begin DATA PROVIDED

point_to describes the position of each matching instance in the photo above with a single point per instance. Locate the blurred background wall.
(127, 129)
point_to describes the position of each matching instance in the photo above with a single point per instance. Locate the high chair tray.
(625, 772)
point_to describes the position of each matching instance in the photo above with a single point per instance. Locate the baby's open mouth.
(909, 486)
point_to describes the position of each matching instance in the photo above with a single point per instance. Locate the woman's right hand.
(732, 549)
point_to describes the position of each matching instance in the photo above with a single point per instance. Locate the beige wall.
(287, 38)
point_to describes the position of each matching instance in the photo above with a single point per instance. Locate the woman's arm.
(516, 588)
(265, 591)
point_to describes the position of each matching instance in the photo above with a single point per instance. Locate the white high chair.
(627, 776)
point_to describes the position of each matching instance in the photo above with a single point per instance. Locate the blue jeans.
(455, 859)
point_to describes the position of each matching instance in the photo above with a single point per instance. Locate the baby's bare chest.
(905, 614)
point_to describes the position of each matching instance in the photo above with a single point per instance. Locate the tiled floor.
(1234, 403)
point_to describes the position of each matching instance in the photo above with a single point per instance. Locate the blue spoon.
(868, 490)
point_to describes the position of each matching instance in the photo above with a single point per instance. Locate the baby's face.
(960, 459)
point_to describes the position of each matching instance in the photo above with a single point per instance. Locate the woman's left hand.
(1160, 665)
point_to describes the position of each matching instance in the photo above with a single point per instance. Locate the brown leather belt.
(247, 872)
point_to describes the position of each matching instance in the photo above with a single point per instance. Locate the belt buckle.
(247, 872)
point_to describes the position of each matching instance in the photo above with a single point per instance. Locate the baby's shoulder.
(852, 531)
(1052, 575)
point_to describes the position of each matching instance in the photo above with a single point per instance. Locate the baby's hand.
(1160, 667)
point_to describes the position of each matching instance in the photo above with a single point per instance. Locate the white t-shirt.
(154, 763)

end DATA PROVIDED

→ **DIRECTIVE**
Copy out the entries word for word, starting at the line that contains "the blue spoon." and ending at the final line of the entries, including both of those lines.

→ **EXERCISE ANSWER**
point_to describes the position of each matching instance in the photo above with a single point per instance. Locate the blue spoon.
(868, 490)
point_to describes the position of each matching instance in the photo above with a single point per instance. Locate the baby's face.
(960, 459)
point_to describes the position of each matching instance in the photo above with a single point per instance. Locate the woman's left hand.
(1160, 665)
point_to describes the position of each matching instance in the photo above with a single point per instance. Locate the brown leather belt.
(247, 872)
point_to describes the position of each matching instance in the photo above with a single point per instance. Locate the belt buckle.
(247, 872)
point_to describes the position of each matching instance in the photo above with a single point per instance. Locate the baby's shoulder.
(852, 531)
(1052, 575)
point_to describes the position of each matching instance in the photo above with a single point per instance. Locate the baby's hand.
(1160, 667)
point_to describes the position of each matching instance in the photo above with a single point per instance. Locate the white t-shirt.
(154, 763)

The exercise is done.